What the task requires
Look at the entries below and reproduce them exactly.

Provided entries
-------------------------

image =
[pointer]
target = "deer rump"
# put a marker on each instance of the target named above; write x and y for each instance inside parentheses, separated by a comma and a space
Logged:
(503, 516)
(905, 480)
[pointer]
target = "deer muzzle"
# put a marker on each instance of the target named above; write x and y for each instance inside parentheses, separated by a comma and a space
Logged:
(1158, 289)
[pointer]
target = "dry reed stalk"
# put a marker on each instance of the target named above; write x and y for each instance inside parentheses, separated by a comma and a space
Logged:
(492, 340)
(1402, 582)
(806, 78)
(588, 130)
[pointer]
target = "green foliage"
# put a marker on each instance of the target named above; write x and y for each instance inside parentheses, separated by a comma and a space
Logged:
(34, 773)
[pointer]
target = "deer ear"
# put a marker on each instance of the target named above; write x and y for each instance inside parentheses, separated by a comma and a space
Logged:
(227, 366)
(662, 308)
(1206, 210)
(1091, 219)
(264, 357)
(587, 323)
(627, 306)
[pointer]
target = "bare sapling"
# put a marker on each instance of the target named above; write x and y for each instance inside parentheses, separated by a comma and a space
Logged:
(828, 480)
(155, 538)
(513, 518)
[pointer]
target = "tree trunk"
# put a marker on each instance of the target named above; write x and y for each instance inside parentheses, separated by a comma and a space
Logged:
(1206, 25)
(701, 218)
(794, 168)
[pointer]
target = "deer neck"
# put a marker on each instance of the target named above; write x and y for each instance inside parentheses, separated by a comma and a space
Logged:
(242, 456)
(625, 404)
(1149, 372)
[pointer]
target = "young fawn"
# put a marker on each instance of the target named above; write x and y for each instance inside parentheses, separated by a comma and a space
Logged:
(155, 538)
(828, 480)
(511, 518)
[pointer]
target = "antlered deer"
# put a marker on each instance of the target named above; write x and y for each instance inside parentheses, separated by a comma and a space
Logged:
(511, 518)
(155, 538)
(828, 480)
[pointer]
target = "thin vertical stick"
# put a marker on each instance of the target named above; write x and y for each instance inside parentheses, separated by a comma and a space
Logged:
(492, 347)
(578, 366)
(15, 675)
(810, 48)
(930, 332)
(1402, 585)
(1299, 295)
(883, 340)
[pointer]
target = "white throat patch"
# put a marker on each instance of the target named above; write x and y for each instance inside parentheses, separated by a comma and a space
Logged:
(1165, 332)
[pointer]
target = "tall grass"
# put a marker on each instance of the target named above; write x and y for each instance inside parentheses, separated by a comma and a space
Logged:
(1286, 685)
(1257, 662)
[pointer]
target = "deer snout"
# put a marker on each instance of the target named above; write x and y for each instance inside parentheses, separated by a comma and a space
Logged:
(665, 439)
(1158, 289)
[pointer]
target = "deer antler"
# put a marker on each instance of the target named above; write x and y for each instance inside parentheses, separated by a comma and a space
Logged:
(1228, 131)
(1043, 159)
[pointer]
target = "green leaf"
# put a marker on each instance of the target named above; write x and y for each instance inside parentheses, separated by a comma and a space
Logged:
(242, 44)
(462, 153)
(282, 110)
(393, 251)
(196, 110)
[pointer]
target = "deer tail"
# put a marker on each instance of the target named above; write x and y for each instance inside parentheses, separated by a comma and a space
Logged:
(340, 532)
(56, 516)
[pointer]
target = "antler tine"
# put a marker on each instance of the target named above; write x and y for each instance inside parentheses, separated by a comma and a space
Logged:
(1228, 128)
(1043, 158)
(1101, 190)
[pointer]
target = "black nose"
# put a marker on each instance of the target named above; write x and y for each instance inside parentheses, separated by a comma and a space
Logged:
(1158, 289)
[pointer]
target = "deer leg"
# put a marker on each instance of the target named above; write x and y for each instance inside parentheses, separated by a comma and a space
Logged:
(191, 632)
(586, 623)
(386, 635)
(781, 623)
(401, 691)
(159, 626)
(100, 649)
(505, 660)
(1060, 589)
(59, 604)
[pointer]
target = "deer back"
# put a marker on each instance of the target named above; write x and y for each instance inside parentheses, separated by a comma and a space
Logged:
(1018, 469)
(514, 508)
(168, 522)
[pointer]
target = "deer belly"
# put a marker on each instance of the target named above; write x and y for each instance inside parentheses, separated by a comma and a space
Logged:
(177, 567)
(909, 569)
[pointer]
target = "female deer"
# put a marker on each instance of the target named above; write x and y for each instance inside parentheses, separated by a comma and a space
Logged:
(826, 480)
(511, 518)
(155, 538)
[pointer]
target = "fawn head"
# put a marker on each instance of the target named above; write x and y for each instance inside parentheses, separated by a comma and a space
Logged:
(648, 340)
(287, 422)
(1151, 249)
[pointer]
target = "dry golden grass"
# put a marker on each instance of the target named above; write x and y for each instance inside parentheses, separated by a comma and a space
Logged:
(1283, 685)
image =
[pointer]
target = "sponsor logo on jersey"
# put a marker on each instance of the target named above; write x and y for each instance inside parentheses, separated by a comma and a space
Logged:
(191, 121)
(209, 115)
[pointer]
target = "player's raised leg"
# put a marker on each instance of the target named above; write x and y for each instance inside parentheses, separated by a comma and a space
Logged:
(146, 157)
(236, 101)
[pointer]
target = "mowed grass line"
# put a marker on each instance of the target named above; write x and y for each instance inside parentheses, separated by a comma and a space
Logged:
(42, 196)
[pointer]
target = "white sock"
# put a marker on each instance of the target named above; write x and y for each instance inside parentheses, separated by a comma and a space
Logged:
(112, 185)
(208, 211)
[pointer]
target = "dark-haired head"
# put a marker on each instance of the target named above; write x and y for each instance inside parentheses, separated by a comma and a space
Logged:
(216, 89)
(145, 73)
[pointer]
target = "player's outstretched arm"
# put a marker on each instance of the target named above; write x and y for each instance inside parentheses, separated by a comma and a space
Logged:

-------------------------

Output of the task
image =
[pointer]
target = "deer rump"
# put a marker on each instance of the target named above; write x and y for each instance inside parentheses, separated by a comma and a space
Logged:
(503, 516)
(905, 480)
[pointer]
target = "deer muzzle"
# put a marker on each instance of the target named above; write x and y for each instance inside parentheses, separated by a comma and a space
Logged:
(1158, 289)
[pointer]
target = "dry reed stalk"
# put a marker on each instance of the target named above; write x and y for each instance inside parentheses, separated by a comma and a space
Logged:
(492, 340)
(1402, 582)
(806, 78)
(588, 130)
[pointer]
target = "green foliage"
# put a marker on each instance of the target named above; write x and y for each instance inside parentheses, separated by a comma and a space
Logged:
(34, 773)
[pointer]
target = "deer ear"
# put a marker on each instance of the target named above; write x and y for each instance inside parentheses, separated by a comma and a space
Logged:
(227, 366)
(662, 308)
(1206, 210)
(1091, 219)
(264, 357)
(587, 323)
(627, 306)
[pointer]
target = "bare sapling"
# put a marker on each instance of the target named above; write x and y for each instance inside parentheses, separated by a comma and a space
Logged:
(828, 480)
(155, 538)
(513, 518)
[pointer]
target = "tree trunk"
# put a marker on each instance of the target named above; write x and y for each instance inside parentheses, separated by a comma and a space
Logged:
(1206, 25)
(701, 218)
(794, 168)
[pointer]
target = "deer neck"
# put a marker on each instance of the target named above; write x and y for each instance inside parentheses, separated by a comma and a space
Logged:
(242, 456)
(625, 404)
(1149, 372)
[pointer]
target = "young fawn"
# put a marker on each instance of the target named above; write x and y for each instance inside parentheses, separated by a comma and a space
Logged:
(155, 538)
(828, 480)
(511, 518)
[pointer]
target = "antlered deer"
# put a marker on each instance of the target named above; write x and y for each instance inside parentheses, separated by a comma and a space
Logged:
(511, 518)
(155, 538)
(828, 480)
[pointer]
target = "thin vertical stick"
# put a marker on each instance of the target named above; write x and y for each instance inside parentheses, separated by a comma and a space
Logged:
(492, 347)
(578, 366)
(15, 675)
(810, 48)
(930, 332)
(1402, 585)
(1299, 295)
(883, 340)
[pointer]
target = "white throat patch"
# put a marker on each instance of the target named above; write x and y for each instance inside parentheses, separated by a comma and a space
Logged:
(1165, 332)
[pointer]
target = "tall grass"
# put a marker on each instance of the target named above; write x and y for each instance inside parentheses, separated by a comma and a space
Logged:
(1286, 685)
(1257, 662)
[pointer]
target = "deer snout"
# put a marker on each instance of the target named above; write x and y for each instance inside parentheses, separated by a comma and a space
Logged:
(665, 439)
(1158, 289)
[pointer]
target = "deer antler"
# put a marker on each instance of the target named above; write x and y for each instance inside parentheses, separated by a comma and a space
Logged:
(1228, 131)
(1043, 159)
[pointer]
target = "green leaf"
# put a marker on each instance of the target named above; write x and y for each instance inside parentheses, separated by a comma and a space
Logged:
(242, 44)
(462, 153)
(282, 110)
(393, 251)
(196, 110)
[pointer]
target = "deer tail"
# put a marker on each instance of the target named above; write x and y for each instance inside parentheses, separated by a comma and a space
Logged:
(340, 532)
(56, 516)
[pointer]
target = "antler tine"
# put a marker on each instance of the target named above; write x and y for each instance inside parentheses, separated by a comma and a space
Logged:
(1228, 128)
(1043, 158)
(1101, 190)
[pointer]
target = "black nose"
# put a marker on each instance of the target named above; write x and y for each instance inside parentheses, separated by a comma and a space
Logged:
(1158, 289)
[pointer]
target = "deer leg"
# put a marker on each instance of the target named above; write x and y for each instance inside parentheses, separated by a comma and a space
Logged:
(191, 632)
(586, 623)
(386, 635)
(781, 623)
(401, 691)
(159, 626)
(100, 649)
(505, 660)
(1060, 589)
(59, 604)
[pointer]
target = "deer back"
# put a marker on each instance of the target named above; write x and y for each instance inside parentheses, separated by a comma and a space
Logged:
(1018, 469)
(514, 508)
(168, 522)
[pointer]
target = "deer belly"
# put a marker on each instance of the target named above; write x and y for each instance inside parentheses, separated by a comma and a space
Logged:
(177, 567)
(909, 569)
[pointer]
target = "female deer"
# put a marker on each instance of the target named above; write x and y for each instance inside parentheses, separated by a comma and a space
Logged:
(826, 480)
(511, 518)
(155, 538)
[pointer]
target = "fawn head"
# put a marker on each instance of the target named above; write x and y for each instance inside parentheses, separated by a comma and a space
Logged:
(648, 340)
(287, 422)
(1151, 249)
[pointer]
target = "dry golden grass"
# put a marker on each instance of the target named above; write x and y for each instance inside parentheses, separated by a comma and a space
Logged:
(1283, 685)
image =
[pointer]
target = "sponsor logo on jersey"
# put a marker on each instance of the target named above; write x and y for each instance inside parentheses, separated by a comma and a space
Logged:
(191, 121)
(209, 115)
[pointer]
target = "player's raised leg"
# put a marker on each instance of the target named above; write x and y for each instance inside parentheses, separated by a comma and a space
Logged:
(146, 157)
(236, 101)
[pointer]
target = "mowed grass line"
# put a marker on each instance of the target named above; write x and y for each instance inside parentheses, separated by a comma and a space
Logged:
(42, 196)
[pointer]
target = "white sock"
# put a marker on each instance of the target named above; write x and y for each instance inside parentheses, separated by a comma and a space
Logged:
(112, 185)
(208, 211)
[pointer]
target = "dark-haired head"
# put a marker on each instance of the target named above; write x and y for each instance inside parentheses, separated by a comma and a space
Logged:
(216, 89)
(145, 73)
[pointer]
target = "player's outstretched arm"
# put a marker on each instance of the target named above; write x and y for each instance inside parentheses, separated by a comma and a space
Logged:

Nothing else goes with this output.